[Actions to take]:
[a] In the report on the Tirana apprenticeship conference, in what year did Albania adopt its National Employment and Skills Strategy?
[b] Pick up the report on the Tirana apprenticeship conference right after its final sentence and write on from there.

[Extract]:

[BEGIN]

Improving and developing work-based learning and apprenticeships were put under the spotlight in Tirana, Albania today (Monday, 24 September) at an international conference jointly organised by the European Commission and the European Training Foundation with the collaboration of Albanian Ministry of Finance and Economy.

The two-day conference - which includes delegate visits to three vocational schools in Albania - is the third regional seminar of the European Alliance for Apprenticeships (EAfA)for EU candidate countries. It aims to support and encourage vocational training stakeholders to improve apprenticeships and work-based learning programmes as a key plank of skills training policy and provision.

Opening the conference, Dajna Sorensen, deputy minister at Albania's Ministry of Finance and Economy, said her country was now seeing the results of "two decades of working on the biggest challenge - the weak links between vocational training providers and the private sector."

Major reforms in education and training in Albania led to the adoption in 2014 of a National Employment and Skills Strategy, which was the main policy document guiding the development of the country's VET system.

[END]

[Rows]:

[BEGIN]

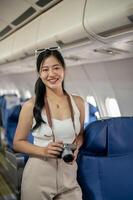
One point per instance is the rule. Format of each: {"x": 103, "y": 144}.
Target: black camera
{"x": 67, "y": 153}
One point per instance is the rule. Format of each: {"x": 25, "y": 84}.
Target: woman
{"x": 55, "y": 118}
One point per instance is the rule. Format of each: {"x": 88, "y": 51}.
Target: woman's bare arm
{"x": 24, "y": 126}
{"x": 80, "y": 104}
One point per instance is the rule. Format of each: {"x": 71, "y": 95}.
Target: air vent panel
{"x": 43, "y": 3}
{"x": 5, "y": 31}
{"x": 29, "y": 12}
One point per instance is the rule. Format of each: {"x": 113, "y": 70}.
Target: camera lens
{"x": 68, "y": 158}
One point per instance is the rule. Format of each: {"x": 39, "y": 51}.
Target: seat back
{"x": 105, "y": 160}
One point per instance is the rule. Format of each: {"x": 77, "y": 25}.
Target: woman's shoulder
{"x": 28, "y": 105}
{"x": 79, "y": 101}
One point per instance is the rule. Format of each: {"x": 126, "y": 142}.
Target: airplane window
{"x": 112, "y": 107}
{"x": 92, "y": 111}
{"x": 91, "y": 100}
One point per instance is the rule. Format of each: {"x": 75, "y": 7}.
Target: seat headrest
{"x": 109, "y": 137}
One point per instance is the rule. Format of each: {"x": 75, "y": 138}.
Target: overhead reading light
{"x": 43, "y": 3}
{"x": 5, "y": 31}
{"x": 130, "y": 18}
{"x": 30, "y": 11}
{"x": 111, "y": 51}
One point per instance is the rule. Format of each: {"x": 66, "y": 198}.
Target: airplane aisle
{"x": 5, "y": 190}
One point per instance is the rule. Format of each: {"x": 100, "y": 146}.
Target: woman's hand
{"x": 53, "y": 149}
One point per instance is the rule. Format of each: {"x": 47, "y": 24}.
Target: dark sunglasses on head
{"x": 38, "y": 51}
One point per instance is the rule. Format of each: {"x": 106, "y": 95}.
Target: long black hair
{"x": 40, "y": 88}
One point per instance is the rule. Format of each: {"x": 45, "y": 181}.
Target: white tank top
{"x": 63, "y": 129}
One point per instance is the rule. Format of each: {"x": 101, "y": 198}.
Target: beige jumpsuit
{"x": 49, "y": 178}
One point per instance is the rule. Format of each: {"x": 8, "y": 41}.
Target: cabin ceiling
{"x": 15, "y": 14}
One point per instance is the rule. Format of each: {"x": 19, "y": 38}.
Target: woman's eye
{"x": 44, "y": 70}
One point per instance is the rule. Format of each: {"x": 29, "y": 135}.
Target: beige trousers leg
{"x": 50, "y": 179}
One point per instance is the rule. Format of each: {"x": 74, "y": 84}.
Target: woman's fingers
{"x": 54, "y": 149}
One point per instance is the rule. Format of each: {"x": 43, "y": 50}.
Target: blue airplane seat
{"x": 105, "y": 160}
{"x": 90, "y": 114}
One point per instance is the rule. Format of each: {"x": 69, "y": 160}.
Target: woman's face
{"x": 52, "y": 72}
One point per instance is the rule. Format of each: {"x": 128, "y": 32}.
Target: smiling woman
{"x": 56, "y": 119}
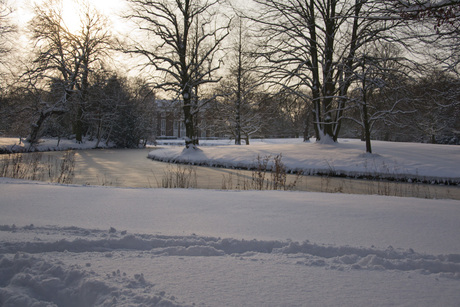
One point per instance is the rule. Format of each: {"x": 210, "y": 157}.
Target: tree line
{"x": 324, "y": 68}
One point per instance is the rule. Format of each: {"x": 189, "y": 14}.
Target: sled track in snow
{"x": 307, "y": 253}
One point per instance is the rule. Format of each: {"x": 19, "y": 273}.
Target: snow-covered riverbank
{"x": 96, "y": 246}
{"x": 71, "y": 245}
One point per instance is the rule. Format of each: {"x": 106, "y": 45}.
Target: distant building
{"x": 170, "y": 121}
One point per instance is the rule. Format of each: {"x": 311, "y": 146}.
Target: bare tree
{"x": 65, "y": 56}
{"x": 311, "y": 46}
{"x": 238, "y": 107}
{"x": 184, "y": 38}
{"x": 7, "y": 28}
{"x": 381, "y": 73}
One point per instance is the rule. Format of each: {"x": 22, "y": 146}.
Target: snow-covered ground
{"x": 347, "y": 157}
{"x": 8, "y": 144}
{"x": 69, "y": 245}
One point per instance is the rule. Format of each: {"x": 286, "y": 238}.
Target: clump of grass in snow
{"x": 31, "y": 166}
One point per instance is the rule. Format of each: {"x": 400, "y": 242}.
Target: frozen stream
{"x": 132, "y": 168}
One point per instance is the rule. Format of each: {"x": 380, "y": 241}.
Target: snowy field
{"x": 69, "y": 245}
{"x": 347, "y": 157}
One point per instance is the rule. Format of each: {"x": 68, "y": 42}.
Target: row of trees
{"x": 318, "y": 67}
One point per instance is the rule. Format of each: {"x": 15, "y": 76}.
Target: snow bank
{"x": 15, "y": 145}
{"x": 396, "y": 161}
{"x": 93, "y": 267}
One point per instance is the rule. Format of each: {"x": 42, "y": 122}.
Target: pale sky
{"x": 110, "y": 8}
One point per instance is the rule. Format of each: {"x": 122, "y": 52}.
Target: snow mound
{"x": 30, "y": 281}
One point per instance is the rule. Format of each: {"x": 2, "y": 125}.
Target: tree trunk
{"x": 191, "y": 139}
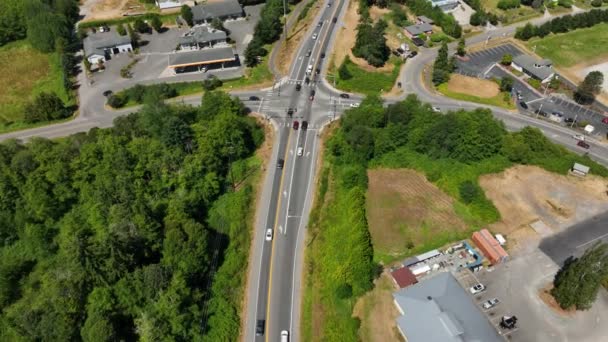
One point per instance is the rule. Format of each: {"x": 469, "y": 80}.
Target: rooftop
{"x": 216, "y": 9}
{"x": 440, "y": 310}
{"x": 199, "y": 57}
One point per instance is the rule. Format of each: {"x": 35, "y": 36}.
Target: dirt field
{"x": 406, "y": 210}
{"x": 346, "y": 37}
{"x": 524, "y": 194}
{"x": 377, "y": 312}
{"x": 290, "y": 48}
{"x": 471, "y": 85}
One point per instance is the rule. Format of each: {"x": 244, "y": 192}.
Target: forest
{"x": 137, "y": 232}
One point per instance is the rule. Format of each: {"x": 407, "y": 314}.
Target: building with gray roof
{"x": 539, "y": 69}
{"x": 221, "y": 9}
{"x": 440, "y": 310}
{"x": 201, "y": 37}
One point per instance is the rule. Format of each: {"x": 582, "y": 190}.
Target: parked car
{"x": 488, "y": 304}
{"x": 477, "y": 288}
{"x": 259, "y": 327}
{"x": 582, "y": 144}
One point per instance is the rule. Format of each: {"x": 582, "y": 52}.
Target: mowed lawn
{"x": 578, "y": 46}
{"x": 407, "y": 214}
{"x": 25, "y": 73}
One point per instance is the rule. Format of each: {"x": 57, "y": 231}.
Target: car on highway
{"x": 579, "y": 137}
{"x": 490, "y": 303}
{"x": 477, "y": 288}
{"x": 582, "y": 144}
{"x": 269, "y": 234}
{"x": 259, "y": 327}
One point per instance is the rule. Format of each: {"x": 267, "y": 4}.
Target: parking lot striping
{"x": 591, "y": 241}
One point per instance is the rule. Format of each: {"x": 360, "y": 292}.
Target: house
{"x": 539, "y": 69}
{"x": 489, "y": 246}
{"x": 440, "y": 310}
{"x": 99, "y": 47}
{"x": 418, "y": 29}
{"x": 202, "y": 60}
{"x": 222, "y": 9}
{"x": 424, "y": 20}
{"x": 201, "y": 37}
{"x": 403, "y": 277}
{"x": 445, "y": 5}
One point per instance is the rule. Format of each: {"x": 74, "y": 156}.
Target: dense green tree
{"x": 577, "y": 282}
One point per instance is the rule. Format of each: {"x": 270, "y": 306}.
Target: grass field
{"x": 569, "y": 49}
{"x": 25, "y": 73}
{"x": 408, "y": 213}
{"x": 367, "y": 82}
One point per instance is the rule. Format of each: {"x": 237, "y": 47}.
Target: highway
{"x": 274, "y": 286}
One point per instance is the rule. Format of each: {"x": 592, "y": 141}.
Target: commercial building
{"x": 440, "y": 310}
{"x": 490, "y": 247}
{"x": 541, "y": 70}
{"x": 224, "y": 9}
{"x": 99, "y": 47}
{"x": 203, "y": 60}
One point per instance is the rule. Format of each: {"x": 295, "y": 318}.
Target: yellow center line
{"x": 276, "y": 221}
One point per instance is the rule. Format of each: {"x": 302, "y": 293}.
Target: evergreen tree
{"x": 576, "y": 284}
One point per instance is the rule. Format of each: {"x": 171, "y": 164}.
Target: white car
{"x": 490, "y": 303}
{"x": 477, "y": 288}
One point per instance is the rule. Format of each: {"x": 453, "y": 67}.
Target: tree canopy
{"x": 110, "y": 235}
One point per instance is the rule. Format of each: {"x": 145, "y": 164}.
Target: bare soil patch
{"x": 404, "y": 208}
{"x": 524, "y": 194}
{"x": 377, "y": 312}
{"x": 346, "y": 38}
{"x": 474, "y": 86}
{"x": 288, "y": 49}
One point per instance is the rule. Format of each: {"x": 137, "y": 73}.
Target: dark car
{"x": 259, "y": 327}
{"x": 582, "y": 144}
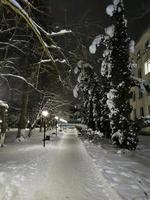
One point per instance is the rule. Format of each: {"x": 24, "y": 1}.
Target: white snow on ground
{"x": 127, "y": 172}
{"x": 64, "y": 170}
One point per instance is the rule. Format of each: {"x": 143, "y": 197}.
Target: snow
{"x": 75, "y": 91}
{"x": 64, "y": 31}
{"x": 132, "y": 46}
{"x": 64, "y": 169}
{"x": 61, "y": 170}
{"x": 110, "y": 30}
{"x": 116, "y": 2}
{"x": 110, "y": 10}
{"x": 127, "y": 172}
{"x": 96, "y": 42}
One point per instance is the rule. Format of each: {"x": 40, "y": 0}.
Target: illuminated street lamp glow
{"x": 45, "y": 113}
{"x": 62, "y": 120}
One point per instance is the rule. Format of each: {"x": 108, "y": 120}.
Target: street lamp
{"x": 57, "y": 118}
{"x": 44, "y": 114}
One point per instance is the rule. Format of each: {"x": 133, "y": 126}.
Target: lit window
{"x": 141, "y": 111}
{"x": 147, "y": 67}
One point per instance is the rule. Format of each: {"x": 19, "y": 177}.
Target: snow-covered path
{"x": 63, "y": 170}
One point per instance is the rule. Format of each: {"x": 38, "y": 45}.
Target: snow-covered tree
{"x": 118, "y": 71}
{"x": 92, "y": 95}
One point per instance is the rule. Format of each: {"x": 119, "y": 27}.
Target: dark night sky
{"x": 136, "y": 13}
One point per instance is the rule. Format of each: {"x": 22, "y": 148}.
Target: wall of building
{"x": 141, "y": 101}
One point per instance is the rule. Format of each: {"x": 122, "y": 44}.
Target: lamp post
{"x": 44, "y": 114}
{"x": 56, "y": 123}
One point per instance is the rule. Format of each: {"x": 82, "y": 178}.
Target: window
{"x": 134, "y": 114}
{"x": 134, "y": 96}
{"x": 138, "y": 54}
{"x": 147, "y": 67}
{"x": 148, "y": 110}
{"x": 139, "y": 73}
{"x": 140, "y": 94}
{"x": 147, "y": 45}
{"x": 141, "y": 111}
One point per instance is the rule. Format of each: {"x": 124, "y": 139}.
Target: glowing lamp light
{"x": 56, "y": 117}
{"x": 45, "y": 113}
{"x": 62, "y": 120}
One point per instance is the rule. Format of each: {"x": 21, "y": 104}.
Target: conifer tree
{"x": 119, "y": 71}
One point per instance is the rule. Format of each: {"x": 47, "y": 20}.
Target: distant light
{"x": 62, "y": 120}
{"x": 45, "y": 113}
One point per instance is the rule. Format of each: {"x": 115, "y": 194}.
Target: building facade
{"x": 141, "y": 101}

[END]

[Expected outputs]:
[a] 2014

[b]
"Ultimately the objective is to ensure a relevant and quality VET system," the deputy minister said. "We want to motivate the private sector to become close partners with vocational training providers - this is a central goal of the reforms."

The policy was already bearing fruit, with "relatively good momentum" in vocational training provision in Albania and increased awareness of and interest in vocational training among young people, which demonstrated by an increase in enrolment in VET, despite declining numbers of young people in the school age demographic, she added.

Cesare Onestini, the ETF's director, noted that the conference demonstrated an "increased interest" in work-based learning across EU member states and candidate countries.

"All five candidate countries have chosen work-based learning as a mid term deliverable," he said, referring to the 2015 Riga Declaration on mid-term aims for the development of education and training across the EU until 2020.

The Riga Declaration emphasises the importance of apprenticeships in preparing young people for the labour market, stating that work-based learning should be promoted "in all its forms, with special attention to apprenticeships, by involving social partners, companies, chambers and VET providers, as well as by stimulating innovation and entrepreneurship."

The ETF was, Mr Onestini added, "fully committed to continue supporting EAfA networking in the candidate countries - there are already plans for future seminars."

Olga-Luisa Anghelakis, of the EU Delegation, Albania, noted that "networking and exchange of best practices between member and candidate countries" was an example of what the EU could build and foster. The EU had allocated more than €50 million to the Albanian skills and training sector over the past decade, she added.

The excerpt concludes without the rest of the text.